GOAL =
Find every line in the rows below that contains the string "woman" and copy each one in full. Case counts.

RECORDS FOR THE TASK =
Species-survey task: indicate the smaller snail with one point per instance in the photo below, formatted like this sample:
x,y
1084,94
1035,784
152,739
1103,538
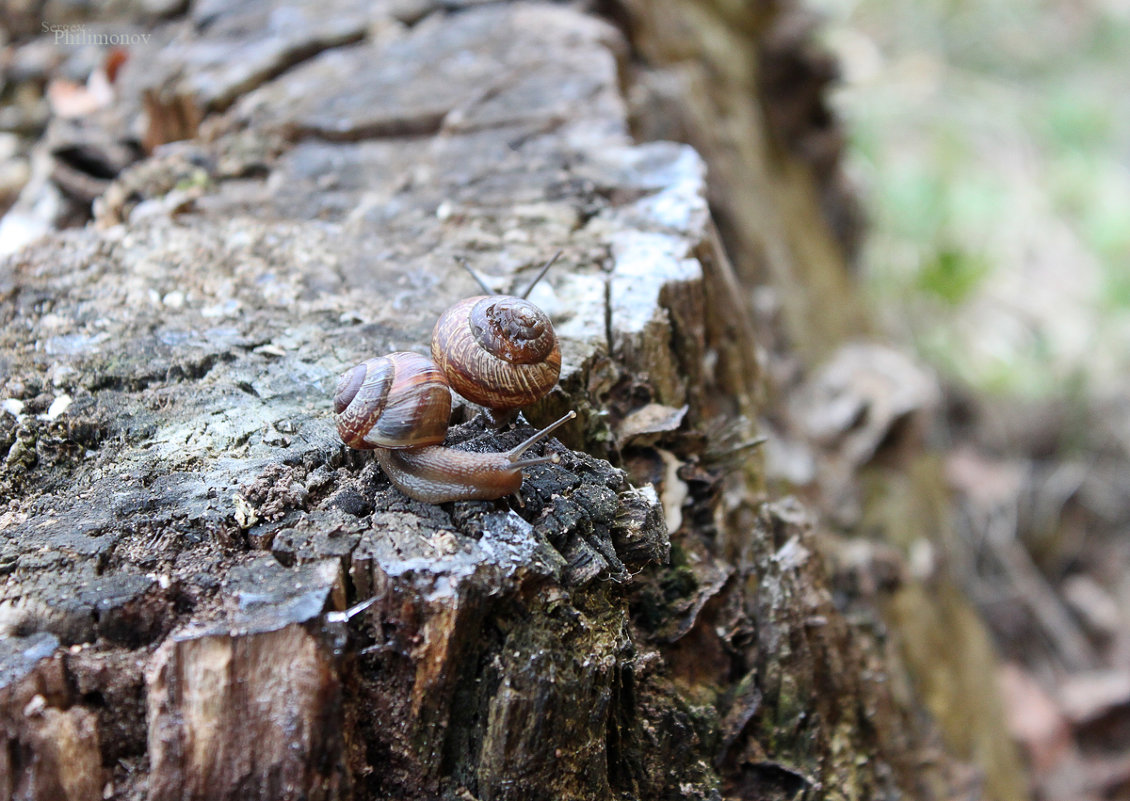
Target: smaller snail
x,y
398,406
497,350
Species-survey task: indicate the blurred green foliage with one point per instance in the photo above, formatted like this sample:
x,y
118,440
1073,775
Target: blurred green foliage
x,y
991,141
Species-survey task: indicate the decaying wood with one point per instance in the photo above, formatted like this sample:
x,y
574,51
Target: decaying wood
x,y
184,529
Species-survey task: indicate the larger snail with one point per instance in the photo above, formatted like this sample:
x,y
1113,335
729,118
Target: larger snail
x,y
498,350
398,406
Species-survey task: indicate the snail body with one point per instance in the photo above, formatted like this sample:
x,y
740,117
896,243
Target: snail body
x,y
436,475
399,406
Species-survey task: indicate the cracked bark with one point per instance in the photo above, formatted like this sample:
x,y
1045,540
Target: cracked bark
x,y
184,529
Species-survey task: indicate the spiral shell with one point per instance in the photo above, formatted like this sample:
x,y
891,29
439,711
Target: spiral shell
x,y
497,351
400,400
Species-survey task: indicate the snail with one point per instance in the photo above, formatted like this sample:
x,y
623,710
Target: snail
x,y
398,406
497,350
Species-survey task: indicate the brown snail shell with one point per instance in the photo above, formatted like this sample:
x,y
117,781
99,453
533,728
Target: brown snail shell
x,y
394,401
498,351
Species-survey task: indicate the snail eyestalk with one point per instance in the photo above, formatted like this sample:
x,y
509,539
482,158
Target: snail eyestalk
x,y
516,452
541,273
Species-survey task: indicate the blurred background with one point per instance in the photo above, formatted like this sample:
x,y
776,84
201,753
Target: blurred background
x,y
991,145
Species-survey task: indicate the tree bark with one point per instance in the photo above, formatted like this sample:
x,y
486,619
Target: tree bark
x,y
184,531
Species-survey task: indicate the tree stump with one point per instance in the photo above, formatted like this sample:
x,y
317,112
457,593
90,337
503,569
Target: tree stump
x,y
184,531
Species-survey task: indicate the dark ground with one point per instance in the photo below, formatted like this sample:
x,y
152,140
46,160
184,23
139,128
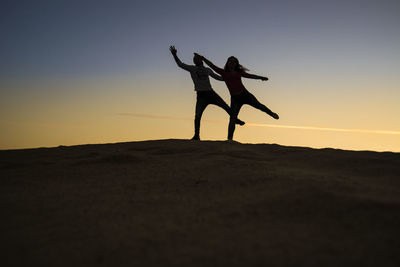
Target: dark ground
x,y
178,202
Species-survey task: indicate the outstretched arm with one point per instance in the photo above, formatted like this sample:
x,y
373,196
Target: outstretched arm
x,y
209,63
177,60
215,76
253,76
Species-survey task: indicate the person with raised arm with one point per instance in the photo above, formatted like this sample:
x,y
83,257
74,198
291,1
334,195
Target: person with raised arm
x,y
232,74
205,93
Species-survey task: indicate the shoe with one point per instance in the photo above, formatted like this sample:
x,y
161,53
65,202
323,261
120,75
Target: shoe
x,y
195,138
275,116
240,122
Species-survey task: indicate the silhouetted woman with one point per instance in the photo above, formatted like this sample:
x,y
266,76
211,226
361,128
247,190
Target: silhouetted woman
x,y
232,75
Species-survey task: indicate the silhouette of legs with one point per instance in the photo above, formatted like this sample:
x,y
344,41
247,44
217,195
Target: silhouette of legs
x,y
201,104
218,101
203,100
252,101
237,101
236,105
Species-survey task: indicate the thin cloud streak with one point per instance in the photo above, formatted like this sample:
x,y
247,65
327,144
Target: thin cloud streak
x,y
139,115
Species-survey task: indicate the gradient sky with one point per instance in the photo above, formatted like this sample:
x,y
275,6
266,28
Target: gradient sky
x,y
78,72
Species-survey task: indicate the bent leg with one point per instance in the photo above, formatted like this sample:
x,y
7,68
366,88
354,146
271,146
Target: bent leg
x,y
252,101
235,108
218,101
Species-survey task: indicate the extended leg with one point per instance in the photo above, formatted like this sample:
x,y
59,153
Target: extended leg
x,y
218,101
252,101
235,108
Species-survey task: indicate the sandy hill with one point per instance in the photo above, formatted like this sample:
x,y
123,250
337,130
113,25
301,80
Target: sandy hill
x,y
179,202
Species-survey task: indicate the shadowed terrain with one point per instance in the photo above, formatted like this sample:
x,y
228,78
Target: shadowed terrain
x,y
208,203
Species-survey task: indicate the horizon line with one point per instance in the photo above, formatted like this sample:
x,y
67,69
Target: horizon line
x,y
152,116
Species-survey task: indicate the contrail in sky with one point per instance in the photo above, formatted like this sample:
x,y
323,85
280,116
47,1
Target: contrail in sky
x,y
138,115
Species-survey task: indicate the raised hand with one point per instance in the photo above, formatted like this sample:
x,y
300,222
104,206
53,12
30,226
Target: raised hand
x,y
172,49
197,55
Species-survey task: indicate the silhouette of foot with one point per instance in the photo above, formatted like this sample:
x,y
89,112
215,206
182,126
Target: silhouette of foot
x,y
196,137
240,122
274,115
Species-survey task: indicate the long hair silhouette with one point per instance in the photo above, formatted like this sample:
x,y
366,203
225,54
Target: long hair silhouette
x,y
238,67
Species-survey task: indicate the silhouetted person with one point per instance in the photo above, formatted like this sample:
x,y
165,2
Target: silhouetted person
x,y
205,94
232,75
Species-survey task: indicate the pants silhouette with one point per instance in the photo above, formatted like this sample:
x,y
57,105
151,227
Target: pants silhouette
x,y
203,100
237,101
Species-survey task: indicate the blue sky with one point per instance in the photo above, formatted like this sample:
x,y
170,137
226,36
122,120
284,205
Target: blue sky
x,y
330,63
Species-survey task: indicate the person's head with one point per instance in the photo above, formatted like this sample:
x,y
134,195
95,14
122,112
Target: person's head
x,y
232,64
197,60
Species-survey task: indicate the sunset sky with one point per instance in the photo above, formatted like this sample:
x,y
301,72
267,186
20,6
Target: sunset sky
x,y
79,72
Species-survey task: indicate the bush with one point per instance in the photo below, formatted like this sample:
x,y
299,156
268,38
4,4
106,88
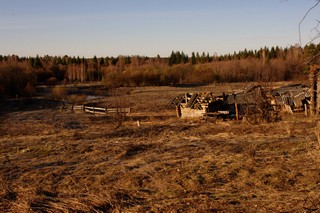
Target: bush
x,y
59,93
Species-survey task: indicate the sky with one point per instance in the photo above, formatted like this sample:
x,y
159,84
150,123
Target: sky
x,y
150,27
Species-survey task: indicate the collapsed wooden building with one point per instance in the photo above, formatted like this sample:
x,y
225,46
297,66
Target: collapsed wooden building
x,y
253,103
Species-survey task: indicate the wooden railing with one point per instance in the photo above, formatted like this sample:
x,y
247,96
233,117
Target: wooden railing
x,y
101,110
--
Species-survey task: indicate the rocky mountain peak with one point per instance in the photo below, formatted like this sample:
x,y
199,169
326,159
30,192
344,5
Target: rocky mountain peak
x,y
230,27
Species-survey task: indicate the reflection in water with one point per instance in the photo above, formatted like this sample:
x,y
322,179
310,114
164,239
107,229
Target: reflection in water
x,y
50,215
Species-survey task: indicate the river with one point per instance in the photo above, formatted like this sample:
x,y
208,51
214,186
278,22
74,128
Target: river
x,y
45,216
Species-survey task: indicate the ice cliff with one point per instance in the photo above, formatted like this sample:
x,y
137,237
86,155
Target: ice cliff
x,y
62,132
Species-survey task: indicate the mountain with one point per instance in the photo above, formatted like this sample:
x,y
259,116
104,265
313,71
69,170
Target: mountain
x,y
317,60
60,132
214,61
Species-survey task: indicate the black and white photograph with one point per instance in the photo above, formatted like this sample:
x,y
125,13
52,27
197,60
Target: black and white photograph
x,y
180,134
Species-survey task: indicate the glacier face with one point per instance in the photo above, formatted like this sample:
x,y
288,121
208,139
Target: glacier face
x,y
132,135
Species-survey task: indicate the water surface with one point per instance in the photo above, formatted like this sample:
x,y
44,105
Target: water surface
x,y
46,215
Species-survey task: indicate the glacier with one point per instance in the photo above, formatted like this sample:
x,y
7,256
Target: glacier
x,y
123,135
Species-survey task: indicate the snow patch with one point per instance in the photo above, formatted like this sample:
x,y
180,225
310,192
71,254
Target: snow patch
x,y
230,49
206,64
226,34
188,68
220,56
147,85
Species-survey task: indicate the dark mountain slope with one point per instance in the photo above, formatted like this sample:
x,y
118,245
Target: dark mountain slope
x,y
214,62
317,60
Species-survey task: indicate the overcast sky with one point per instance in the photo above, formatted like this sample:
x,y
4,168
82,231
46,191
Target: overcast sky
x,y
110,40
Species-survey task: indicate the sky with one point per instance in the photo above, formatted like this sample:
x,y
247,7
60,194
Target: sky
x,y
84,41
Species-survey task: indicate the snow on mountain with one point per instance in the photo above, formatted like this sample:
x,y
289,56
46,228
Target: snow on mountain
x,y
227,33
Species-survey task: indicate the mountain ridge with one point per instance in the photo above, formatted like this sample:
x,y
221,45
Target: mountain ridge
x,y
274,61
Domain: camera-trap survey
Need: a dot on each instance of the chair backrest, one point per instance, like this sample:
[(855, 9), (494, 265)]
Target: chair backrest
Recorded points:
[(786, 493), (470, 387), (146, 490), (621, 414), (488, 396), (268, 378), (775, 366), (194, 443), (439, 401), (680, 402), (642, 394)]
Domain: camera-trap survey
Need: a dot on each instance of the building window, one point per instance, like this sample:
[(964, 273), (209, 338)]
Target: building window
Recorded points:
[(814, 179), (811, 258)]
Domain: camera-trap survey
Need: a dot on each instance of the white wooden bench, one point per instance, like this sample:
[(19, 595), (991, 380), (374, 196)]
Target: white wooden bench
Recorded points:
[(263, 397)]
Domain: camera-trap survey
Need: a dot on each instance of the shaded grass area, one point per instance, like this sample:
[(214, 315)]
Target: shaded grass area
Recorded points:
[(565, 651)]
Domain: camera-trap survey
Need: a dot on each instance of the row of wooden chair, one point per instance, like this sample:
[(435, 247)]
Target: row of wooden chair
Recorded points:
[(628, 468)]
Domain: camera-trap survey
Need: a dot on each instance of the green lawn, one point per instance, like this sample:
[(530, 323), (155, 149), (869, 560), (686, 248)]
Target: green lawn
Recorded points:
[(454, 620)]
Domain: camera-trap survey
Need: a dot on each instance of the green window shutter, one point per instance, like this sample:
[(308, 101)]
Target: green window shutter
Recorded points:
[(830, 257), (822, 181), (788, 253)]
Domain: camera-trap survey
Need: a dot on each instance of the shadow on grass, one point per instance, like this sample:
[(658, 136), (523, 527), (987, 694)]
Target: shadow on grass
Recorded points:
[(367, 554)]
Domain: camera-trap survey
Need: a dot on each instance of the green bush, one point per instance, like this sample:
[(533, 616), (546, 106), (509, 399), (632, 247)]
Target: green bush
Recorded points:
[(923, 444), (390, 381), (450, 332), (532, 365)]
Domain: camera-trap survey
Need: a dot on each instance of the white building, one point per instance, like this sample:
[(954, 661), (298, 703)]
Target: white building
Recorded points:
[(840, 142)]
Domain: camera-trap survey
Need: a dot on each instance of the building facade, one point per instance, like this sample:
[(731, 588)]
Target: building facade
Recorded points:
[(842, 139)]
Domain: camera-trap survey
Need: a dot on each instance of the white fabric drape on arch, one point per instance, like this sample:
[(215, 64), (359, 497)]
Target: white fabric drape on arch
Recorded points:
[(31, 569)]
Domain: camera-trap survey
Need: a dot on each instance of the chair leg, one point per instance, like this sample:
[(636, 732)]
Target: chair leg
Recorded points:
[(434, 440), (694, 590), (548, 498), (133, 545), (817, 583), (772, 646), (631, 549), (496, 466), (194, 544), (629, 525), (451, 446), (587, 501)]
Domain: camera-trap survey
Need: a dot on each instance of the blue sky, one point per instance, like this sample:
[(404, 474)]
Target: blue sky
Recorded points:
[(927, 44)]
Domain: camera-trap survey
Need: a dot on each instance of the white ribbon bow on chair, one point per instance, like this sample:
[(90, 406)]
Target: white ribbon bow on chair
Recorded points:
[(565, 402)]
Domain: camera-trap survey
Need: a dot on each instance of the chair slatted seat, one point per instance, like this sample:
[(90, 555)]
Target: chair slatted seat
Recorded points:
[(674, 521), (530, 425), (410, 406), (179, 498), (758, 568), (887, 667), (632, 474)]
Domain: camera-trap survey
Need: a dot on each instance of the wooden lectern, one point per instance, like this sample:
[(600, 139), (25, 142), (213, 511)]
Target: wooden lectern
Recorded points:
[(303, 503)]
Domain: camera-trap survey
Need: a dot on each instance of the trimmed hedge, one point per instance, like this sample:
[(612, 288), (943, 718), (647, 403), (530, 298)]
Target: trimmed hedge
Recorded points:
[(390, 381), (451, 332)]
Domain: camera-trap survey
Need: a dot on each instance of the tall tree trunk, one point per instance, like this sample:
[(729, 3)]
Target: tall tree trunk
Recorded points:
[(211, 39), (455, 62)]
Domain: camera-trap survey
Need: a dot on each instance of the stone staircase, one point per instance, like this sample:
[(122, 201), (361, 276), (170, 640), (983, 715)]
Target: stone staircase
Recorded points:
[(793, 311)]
* * *
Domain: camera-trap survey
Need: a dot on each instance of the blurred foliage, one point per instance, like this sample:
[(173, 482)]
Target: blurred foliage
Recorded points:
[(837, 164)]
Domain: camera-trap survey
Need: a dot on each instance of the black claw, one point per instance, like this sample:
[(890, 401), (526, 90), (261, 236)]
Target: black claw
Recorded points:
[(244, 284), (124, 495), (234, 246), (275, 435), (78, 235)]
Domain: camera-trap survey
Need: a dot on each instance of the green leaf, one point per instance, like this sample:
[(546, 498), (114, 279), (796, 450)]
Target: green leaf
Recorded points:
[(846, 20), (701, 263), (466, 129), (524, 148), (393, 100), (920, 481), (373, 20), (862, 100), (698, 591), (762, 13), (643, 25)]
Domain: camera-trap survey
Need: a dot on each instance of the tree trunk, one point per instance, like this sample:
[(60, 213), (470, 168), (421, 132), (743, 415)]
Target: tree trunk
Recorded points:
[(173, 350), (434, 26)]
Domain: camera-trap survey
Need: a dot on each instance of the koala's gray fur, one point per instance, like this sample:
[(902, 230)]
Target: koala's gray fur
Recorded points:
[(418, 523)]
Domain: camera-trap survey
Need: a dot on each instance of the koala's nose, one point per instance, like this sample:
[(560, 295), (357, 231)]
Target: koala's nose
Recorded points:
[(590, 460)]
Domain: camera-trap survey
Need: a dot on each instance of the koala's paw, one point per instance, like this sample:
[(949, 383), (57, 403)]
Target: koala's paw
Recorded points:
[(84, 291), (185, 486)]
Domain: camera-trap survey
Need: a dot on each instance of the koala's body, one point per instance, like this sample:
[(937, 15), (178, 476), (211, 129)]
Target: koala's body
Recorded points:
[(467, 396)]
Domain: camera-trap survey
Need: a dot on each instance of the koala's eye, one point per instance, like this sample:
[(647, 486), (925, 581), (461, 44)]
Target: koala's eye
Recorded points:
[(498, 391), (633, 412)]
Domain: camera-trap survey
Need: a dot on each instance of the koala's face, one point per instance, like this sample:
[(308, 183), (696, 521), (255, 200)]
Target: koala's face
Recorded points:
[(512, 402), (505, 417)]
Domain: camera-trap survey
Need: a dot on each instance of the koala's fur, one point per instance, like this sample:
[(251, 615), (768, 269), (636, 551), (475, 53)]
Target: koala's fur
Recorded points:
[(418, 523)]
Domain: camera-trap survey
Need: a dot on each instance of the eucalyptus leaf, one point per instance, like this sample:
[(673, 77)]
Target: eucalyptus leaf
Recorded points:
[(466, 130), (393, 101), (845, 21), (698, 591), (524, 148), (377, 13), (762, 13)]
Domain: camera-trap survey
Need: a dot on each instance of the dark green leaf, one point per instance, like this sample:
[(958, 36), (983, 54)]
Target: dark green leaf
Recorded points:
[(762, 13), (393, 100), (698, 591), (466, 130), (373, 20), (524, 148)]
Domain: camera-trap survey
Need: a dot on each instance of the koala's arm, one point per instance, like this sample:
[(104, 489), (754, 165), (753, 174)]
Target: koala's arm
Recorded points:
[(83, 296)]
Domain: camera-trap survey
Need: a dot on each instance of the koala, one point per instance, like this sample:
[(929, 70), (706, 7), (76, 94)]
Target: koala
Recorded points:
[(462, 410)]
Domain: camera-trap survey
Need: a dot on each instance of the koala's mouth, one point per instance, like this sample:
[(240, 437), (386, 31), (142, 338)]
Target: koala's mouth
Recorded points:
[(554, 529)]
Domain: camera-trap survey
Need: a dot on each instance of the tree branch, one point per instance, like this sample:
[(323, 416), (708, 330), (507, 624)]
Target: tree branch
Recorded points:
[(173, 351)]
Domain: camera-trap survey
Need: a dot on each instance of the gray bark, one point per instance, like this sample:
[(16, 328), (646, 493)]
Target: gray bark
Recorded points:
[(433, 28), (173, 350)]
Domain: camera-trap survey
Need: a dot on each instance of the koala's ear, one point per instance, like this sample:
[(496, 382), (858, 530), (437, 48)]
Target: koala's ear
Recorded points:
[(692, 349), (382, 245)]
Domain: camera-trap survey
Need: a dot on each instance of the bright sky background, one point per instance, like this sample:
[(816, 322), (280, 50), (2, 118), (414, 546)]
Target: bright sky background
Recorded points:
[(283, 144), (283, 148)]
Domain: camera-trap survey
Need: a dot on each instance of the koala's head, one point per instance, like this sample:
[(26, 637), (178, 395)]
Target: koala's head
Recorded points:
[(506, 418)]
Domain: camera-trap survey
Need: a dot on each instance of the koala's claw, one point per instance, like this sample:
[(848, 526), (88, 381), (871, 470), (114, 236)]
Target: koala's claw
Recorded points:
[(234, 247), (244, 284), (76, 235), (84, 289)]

TASK OUTPUT =
Species-survey task: indicate the silhouetted woman with one point per instance in the photo above, formatted like this sample:
Target: silhouetted woman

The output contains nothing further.